▶ AIM OF THE EXERCISE
Each line that follows is to be retyped exactly.

▶ WORKING DATA
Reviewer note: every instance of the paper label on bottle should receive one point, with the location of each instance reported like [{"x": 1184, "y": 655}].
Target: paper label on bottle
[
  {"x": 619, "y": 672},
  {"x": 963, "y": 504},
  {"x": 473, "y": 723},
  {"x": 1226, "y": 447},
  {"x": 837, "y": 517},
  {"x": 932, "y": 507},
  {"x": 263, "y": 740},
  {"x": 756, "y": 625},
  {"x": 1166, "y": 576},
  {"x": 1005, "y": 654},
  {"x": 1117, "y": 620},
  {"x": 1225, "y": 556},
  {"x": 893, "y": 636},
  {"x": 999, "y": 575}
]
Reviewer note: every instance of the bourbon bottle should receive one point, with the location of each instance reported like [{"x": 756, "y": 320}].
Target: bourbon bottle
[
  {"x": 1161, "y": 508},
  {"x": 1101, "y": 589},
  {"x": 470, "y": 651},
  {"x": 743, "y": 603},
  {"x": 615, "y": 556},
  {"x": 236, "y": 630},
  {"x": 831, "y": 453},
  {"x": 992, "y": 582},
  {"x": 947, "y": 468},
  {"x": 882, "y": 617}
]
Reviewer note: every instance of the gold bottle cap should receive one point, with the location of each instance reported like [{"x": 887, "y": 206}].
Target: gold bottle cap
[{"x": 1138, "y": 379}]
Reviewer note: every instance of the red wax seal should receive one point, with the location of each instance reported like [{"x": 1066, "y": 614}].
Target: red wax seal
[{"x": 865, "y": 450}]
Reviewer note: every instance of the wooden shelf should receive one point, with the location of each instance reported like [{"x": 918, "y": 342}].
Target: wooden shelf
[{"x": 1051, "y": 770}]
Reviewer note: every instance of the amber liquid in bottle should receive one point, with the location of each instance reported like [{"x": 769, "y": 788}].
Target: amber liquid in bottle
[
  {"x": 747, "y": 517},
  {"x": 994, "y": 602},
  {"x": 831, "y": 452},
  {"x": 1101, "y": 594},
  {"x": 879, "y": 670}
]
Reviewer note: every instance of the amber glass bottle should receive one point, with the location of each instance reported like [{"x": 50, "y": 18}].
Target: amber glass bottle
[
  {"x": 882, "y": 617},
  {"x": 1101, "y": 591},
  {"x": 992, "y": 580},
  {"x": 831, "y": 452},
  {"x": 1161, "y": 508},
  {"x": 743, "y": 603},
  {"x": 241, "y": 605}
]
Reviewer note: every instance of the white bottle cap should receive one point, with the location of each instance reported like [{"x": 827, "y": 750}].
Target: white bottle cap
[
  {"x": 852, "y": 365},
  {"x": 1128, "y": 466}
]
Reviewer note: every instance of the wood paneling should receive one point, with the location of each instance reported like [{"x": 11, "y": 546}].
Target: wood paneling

▶ ANSWER TO THIS PROBLEM
Reviewer note: every instance of the paper label on bottle should receive one point, with the location of each instance reported like [{"x": 1184, "y": 655}].
Target: paper label on bottle
[
  {"x": 619, "y": 672},
  {"x": 963, "y": 504},
  {"x": 473, "y": 723},
  {"x": 1226, "y": 447},
  {"x": 837, "y": 517},
  {"x": 932, "y": 507},
  {"x": 263, "y": 740},
  {"x": 756, "y": 625},
  {"x": 1166, "y": 576},
  {"x": 1005, "y": 654},
  {"x": 1117, "y": 620},
  {"x": 1225, "y": 556},
  {"x": 893, "y": 636},
  {"x": 999, "y": 575}
]
Reviewer note: every instance of the bourbon bottle should receive one point, with the location of each instance reported like [{"x": 756, "y": 320}].
Target: bourbon bottle
[
  {"x": 1161, "y": 508},
  {"x": 1101, "y": 589},
  {"x": 470, "y": 651},
  {"x": 743, "y": 603},
  {"x": 615, "y": 556},
  {"x": 236, "y": 630},
  {"x": 831, "y": 453},
  {"x": 992, "y": 582},
  {"x": 947, "y": 468},
  {"x": 882, "y": 617}
]
Reviewer note: every instance of the gold bottle cap should receive one point, with the location of each instance reported like [{"x": 887, "y": 206}].
Target: gold bottle cap
[{"x": 1138, "y": 379}]
Reviewer note: every instance of the red wax seal should receive one point, with the location of each instance reported like [{"x": 1066, "y": 614}].
Target: red wax seal
[{"x": 865, "y": 450}]
Reviewer note: every instance of the wooden shelf should receive one point, with the location of each instance reported like [{"x": 918, "y": 342}].
Target: wooden shelf
[{"x": 1051, "y": 770}]
Reviewer note: every instance of the amber liquid in bottle should receive one point, with the location of each instance reported like [{"x": 769, "y": 788}].
Target: amber liquid in bottle
[
  {"x": 747, "y": 517},
  {"x": 994, "y": 602},
  {"x": 831, "y": 452},
  {"x": 1101, "y": 594},
  {"x": 879, "y": 670}
]
Reviewer note: every instance of the amber glass bottle should receive one point, with the location of each instance reported like [{"x": 50, "y": 18}].
Target: amber glass bottle
[
  {"x": 882, "y": 617},
  {"x": 1101, "y": 591},
  {"x": 992, "y": 580},
  {"x": 831, "y": 452},
  {"x": 1161, "y": 508},
  {"x": 743, "y": 603},
  {"x": 241, "y": 605}
]
Reviewer note: every instance of the white bottle cap should receive one point, with the location of each instance reported like [{"x": 827, "y": 750}].
Target: white bottle cap
[
  {"x": 852, "y": 365},
  {"x": 1128, "y": 466}
]
Reviewer note: every instance of the wood paneling should receive one point, with the location of each instance reported like [{"x": 11, "y": 546}].
Target: wood paneling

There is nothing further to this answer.